··· SOURCE ···
Back to General and Gameplay Programming

Light-weight render queues?

General and Gameplay Programming Programming

Started by KaiserJohan January 31, 2015 05:40 PM

12 comments, last by Hodgman 9 years, 2 months ago

KaiserJohan

2,320

Author

January 31, 2015 05:40 PM

I've got a scene and a renderer. In order to draw models, my scene iterates all its high-level models, materials, etc and compile it into a structure (my renderqueue) and is sent of to the renderer which draws it. It has all it needs to draw the scene.


    struct RenderableMesh
    {
        MeshID mMeshID;
        Mat4 mWVPMatrix;
        Mat4 mWorldMatrix;
    };
    
    typedef std::vector<RenderableMesh> RenderableMeshes;

    struct RenderableMaterial
    {
        TextureID mDiffuseTextureID;
        TextureID mNormalTextureID;
        float mSpecularFactor;
    };

    struct RenderableModel
    {
        RenderableMesh mMesh;
        RenderableMaterial mMaterial;
        float mTextureTilingFactor;
    };

    typedef std::vector<RenderableModel> RenderableModels;

    struct RenderableCamera
    {
	Mat4 mCameraViewMatrix;
        Mat4 mCameraProjectionMatrix;
	Vec3 mCameraPosition;
        float mFOV;

        RenderableModels mModels;
    };

    struct RenderableDirLight
    {
        Vec4 mLightColor;
        Vec3 mLightDirection;

        RenderableMeshes mMeshes;
    };
    
    typedef std::vector<RenderableDirLight> RenderableDirLights;

    struct RenderablePointLight
    {
	enum POINT_LIGHT_DIR
	{
		POINT_LIGHT_DIR_POS_X = 0,
		POINT_LIGHT_DIR_NEG_X,
		POINT_LIGHT_DIR_POS_Y,
		POINT_LIGHT_DIR_NEG_Y,
		POINT_LIGHT_DIR_NEG_Z,
		POINT_LIGHT_DIR_POS_Z,
		POINT_LIGHT_DIR_COUNT
	};

        Mat4 mWVPMatrix;
        Vec4 mLightColor;
        Vec3 mLightPosition;

        float mLightIntensity;
        float mMaxDistance;

	std::array<RenderableMeshes, POINT_LIGHT_DIR::POINT_LIGHT_DIR_COUNT> mMeshes;
        std::array<Mat4, POINT_LIGHT_DIR::POINT_LIGHT_DIR_COUNT> mFaceWVPMatrices;
    };
    
    typedef std::vector<RenderablePointLight> RenderablePointLights;

    struct RenderQueue
    {
        void Clear();


        Vec4 mAmbientLight;

        RenderableCamera mCamera;
        RenderableDirLights mDirectionalLights;
        RenderablePointLights mPointLights;
    };

I can identify the following problems:

The renderqueue is quite big. The worst offenders are probably the transforms.
···
PARTS OF THE EXERCISE:
1. In the forum post on render queues, why does the scene build a render queue, and what does that give the renderer? Answer in one to three sentences.
2. Gather every line of the records that contains the string "brown", paying attention to case.
The forum post and the records have nothing to do with each other.
··· DATA SHOWN ···
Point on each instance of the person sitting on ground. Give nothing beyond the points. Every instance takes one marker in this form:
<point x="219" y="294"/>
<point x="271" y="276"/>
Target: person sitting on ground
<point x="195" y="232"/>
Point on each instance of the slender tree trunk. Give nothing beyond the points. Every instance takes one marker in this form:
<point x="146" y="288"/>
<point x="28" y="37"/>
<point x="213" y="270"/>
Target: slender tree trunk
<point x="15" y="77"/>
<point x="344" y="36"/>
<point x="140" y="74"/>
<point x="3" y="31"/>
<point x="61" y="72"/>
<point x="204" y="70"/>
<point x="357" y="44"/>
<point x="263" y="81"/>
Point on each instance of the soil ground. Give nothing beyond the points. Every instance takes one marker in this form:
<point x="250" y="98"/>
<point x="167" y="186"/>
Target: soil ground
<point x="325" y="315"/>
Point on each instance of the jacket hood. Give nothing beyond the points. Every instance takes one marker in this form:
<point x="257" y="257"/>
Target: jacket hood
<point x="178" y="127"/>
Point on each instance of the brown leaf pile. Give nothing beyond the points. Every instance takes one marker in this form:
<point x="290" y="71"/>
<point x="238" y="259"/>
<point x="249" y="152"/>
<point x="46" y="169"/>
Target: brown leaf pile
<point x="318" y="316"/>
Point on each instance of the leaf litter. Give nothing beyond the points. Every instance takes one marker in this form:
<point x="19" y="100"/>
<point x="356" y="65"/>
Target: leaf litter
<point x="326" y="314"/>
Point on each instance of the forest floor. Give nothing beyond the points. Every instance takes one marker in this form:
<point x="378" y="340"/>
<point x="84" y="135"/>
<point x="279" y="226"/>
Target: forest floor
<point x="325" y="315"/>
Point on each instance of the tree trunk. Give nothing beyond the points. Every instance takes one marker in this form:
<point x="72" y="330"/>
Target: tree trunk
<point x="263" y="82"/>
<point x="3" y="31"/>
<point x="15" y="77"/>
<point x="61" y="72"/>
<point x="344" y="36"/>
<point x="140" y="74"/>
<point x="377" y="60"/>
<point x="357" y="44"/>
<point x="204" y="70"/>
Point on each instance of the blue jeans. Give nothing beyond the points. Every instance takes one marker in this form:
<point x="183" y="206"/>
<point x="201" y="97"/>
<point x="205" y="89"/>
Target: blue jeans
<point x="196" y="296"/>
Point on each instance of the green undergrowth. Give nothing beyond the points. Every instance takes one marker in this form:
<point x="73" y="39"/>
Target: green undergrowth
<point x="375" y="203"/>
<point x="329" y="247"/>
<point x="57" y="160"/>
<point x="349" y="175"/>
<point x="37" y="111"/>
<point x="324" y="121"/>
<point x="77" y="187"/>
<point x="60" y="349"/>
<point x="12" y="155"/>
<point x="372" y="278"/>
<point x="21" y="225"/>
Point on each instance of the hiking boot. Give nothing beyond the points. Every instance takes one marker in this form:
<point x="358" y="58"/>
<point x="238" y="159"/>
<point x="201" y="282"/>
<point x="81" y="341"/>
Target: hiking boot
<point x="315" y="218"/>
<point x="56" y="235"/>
···
WRITTEN ANSWERS:
1. The scene builds the render queue so that models can be drawn. It goes through its high-level models, materials and so on, compiles them into the queue, and sends it to the renderer. The renderer then has everything it needs to draw the scene.

2.
Point on each instance of the brown leaf pile. Give nothing beyond the points. Every instance takes one marker in this form:
Target: brown leaf pile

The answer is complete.